__Exercise inputs__
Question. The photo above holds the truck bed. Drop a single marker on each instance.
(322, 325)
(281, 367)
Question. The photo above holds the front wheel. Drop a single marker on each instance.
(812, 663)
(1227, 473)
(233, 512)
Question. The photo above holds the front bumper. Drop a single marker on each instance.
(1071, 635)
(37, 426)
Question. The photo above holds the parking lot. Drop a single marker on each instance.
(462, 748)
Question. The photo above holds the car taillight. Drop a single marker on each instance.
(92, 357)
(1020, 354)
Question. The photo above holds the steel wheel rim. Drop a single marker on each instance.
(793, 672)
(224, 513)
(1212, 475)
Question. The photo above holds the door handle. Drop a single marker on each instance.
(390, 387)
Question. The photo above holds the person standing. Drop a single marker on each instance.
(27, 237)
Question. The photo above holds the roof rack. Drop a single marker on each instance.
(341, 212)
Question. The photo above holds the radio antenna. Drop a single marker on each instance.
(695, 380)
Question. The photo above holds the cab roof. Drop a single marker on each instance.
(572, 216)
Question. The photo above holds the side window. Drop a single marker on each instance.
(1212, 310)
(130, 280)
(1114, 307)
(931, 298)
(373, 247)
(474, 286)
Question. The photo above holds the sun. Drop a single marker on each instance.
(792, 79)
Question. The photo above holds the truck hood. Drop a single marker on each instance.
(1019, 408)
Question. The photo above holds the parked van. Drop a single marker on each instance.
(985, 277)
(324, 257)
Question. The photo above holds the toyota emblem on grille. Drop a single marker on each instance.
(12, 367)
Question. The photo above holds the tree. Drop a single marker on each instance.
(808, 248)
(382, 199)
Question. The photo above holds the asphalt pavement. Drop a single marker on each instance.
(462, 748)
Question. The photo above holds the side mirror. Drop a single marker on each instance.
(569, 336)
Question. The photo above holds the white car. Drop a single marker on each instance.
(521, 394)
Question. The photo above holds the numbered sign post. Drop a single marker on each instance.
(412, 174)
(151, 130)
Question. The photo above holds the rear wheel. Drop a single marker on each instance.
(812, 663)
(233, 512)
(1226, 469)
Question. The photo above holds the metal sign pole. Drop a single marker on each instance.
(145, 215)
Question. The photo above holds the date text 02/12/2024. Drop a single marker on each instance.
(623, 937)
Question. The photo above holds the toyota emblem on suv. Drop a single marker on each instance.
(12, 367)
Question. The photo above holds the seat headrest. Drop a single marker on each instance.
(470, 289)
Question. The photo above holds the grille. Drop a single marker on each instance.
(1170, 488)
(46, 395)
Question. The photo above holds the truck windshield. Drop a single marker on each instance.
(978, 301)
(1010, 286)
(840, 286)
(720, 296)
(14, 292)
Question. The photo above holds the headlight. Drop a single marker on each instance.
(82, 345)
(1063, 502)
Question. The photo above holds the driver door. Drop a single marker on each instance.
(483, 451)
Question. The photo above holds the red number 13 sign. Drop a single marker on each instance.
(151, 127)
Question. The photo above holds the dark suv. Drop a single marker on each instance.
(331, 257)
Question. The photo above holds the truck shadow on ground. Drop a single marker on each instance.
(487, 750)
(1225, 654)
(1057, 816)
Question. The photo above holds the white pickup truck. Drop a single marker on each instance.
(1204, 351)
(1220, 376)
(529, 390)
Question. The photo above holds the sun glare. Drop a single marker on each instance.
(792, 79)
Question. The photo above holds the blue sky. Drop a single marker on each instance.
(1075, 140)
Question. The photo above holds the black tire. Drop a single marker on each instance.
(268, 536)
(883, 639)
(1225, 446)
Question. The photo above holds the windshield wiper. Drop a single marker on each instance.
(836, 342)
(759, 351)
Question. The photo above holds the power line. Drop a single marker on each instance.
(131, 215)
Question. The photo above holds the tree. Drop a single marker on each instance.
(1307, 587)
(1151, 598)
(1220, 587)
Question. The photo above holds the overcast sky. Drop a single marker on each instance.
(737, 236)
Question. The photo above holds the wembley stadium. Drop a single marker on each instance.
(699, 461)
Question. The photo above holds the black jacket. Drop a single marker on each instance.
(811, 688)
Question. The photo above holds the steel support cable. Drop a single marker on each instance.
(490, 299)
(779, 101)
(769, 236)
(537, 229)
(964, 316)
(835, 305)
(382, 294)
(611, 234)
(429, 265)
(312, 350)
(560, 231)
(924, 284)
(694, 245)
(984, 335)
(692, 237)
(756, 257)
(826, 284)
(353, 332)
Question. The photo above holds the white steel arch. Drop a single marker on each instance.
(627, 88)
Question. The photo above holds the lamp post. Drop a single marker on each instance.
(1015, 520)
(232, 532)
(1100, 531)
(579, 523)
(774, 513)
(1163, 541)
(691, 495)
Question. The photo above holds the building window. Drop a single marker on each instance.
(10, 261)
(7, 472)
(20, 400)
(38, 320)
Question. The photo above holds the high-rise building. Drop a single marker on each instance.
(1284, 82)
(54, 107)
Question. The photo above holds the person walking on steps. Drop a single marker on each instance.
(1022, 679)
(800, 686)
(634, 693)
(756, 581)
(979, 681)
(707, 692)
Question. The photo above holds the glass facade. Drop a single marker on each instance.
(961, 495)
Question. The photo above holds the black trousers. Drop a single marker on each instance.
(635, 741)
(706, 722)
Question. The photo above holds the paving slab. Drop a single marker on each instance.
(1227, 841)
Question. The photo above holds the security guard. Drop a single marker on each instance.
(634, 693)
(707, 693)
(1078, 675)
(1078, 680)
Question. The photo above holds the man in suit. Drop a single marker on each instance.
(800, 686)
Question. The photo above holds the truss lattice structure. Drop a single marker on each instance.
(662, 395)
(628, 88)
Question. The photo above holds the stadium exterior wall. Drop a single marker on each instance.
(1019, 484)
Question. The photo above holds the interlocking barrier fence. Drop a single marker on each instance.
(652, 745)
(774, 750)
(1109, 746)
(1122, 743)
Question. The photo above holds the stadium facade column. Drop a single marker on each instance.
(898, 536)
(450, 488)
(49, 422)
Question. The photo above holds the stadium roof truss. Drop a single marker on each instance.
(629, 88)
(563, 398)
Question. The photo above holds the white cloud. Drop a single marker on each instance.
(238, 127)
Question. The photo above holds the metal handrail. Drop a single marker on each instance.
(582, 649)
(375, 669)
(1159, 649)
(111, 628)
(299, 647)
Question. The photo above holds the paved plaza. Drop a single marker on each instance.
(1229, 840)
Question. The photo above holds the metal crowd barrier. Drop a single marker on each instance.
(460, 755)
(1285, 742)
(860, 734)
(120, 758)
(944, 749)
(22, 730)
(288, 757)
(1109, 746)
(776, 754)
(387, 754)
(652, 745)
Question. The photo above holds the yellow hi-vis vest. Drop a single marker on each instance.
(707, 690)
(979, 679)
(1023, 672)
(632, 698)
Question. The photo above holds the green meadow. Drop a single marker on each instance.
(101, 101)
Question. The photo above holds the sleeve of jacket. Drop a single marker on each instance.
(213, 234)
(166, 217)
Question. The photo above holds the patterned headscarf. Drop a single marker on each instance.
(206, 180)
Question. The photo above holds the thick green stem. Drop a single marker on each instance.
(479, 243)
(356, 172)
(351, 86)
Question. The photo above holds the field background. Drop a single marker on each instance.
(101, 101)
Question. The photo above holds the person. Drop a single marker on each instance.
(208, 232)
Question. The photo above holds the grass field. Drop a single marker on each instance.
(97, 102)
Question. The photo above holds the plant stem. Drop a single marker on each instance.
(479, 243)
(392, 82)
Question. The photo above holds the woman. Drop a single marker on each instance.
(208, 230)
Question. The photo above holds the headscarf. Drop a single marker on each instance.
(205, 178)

__Job__
Copy out only the stretch of the records from the line containing "Question. The photo above holds the security" through the line containing "(1019, 484)", swapping "security guard" for "police officer" and changing nothing else.

__Solution to the problem__
Question. The photo above holds the police officer. Drop a single marker on each instance.
(634, 693)
(707, 693)
(1078, 675)
(1078, 680)
Question. The photo above holds the man in suit. Drop a single marker on each instance.
(800, 686)
Question. The photo above holds the truss lattice structure. Drop a single marker on each instance.
(662, 395)
(628, 88)
Question. The photo above holds the stadium exterior wall. Drop a single marker on each instance.
(1019, 484)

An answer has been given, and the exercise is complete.